(Short task):
Output the data below in full, byte for byte. Nothing may differ.

— Start of Exercise data —

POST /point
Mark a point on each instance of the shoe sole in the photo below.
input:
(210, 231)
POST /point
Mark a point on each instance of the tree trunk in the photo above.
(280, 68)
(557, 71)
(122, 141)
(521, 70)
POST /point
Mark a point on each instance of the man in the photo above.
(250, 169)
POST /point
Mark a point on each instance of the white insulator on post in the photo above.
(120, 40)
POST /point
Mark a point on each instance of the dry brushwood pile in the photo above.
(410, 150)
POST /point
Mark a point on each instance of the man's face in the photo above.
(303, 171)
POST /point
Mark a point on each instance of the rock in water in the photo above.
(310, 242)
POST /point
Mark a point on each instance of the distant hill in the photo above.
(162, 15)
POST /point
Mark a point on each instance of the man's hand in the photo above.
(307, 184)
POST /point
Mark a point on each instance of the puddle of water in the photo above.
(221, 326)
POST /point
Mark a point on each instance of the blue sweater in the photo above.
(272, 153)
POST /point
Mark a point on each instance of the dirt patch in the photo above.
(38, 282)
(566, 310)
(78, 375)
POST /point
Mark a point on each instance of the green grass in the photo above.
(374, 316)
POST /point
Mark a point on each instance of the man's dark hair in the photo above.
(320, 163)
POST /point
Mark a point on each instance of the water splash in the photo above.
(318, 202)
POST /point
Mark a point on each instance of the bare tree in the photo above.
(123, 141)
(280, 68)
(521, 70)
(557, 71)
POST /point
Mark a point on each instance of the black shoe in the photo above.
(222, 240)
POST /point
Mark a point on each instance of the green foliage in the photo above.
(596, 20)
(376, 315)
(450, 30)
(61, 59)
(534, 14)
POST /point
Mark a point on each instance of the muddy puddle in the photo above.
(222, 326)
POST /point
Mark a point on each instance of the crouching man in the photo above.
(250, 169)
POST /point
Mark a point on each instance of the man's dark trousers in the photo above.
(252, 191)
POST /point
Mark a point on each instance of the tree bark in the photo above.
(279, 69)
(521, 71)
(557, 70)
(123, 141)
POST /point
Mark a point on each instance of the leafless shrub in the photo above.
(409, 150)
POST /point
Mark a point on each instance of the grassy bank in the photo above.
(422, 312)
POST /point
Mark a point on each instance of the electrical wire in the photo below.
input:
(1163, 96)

— End of Exercise data —

(Task solution):
POST /point
Mark a point on each instance of the shoe sole in the photo below.
input:
(210, 231)
POST /point
Mark a point on each instance of the tree trunk in the photo above.
(280, 68)
(557, 71)
(122, 141)
(521, 70)
POST /point
Mark a point on each instance of the man in the photo above.
(250, 169)
POST /point
Mark a point on each instance of the white insulator on post in the photo above.
(120, 40)
POST /point
Mark a point on each instance of the dry brushwood pile in the photo above.
(410, 150)
POST /point
Mark a point on each instance of the man's face in the photo above.
(303, 171)
POST /point
Mark a point on each instance of the rock in water in the photo above.
(310, 242)
POST /point
Mark a point on each instance of the distant hill in the photo above.
(162, 15)
POST /point
Mark a point on each instance of the man's hand in the photo above.
(307, 184)
POST /point
Mark a point on each instance of the puddle of water in the photo above.
(221, 326)
POST /point
Mark a point on each instance of the blue sweater in the photo above.
(272, 153)
POST /point
Mark a point on each instance of the dirt patch in the photo above.
(38, 282)
(566, 310)
(78, 375)
POST /point
Mark a point on each instance of the green grass in the photo above.
(374, 316)
POST /point
Mark a point on each instance of the man's dark hair in the photo above.
(320, 163)
POST /point
Mark a point on each instance of the water splash in the photo above.
(318, 202)
POST /point
Mark a point on each instance of the bare tree in the photo above.
(123, 141)
(280, 68)
(521, 70)
(557, 71)
POST /point
Mark a point on each instance of the black shoe in the photo above.
(222, 240)
POST /point
Mark a point on each instance of the green foliage in the photo above.
(596, 20)
(376, 315)
(450, 30)
(61, 59)
(534, 14)
POST /point
Mark a point on each instance of the muddy puddle in the photo above.
(222, 326)
POST /point
Mark a point on each instance of the crouching man in the photo above.
(250, 169)
POST /point
Mark a point on each instance of the man's dark trousers in the photo above.
(252, 191)
POST /point
Mark a point on each instance of the tree bark in the photo above.
(279, 69)
(521, 71)
(557, 70)
(123, 141)
POST /point
Mark a point on each instance of the leafless shrub in the photo above.
(409, 150)
POST /point
Mark a point on each instance of the grassy bank in the photo above.
(422, 312)
POST /point
Mark a point on each instance of the electrical wire in the photo below.
input:
(1163, 96)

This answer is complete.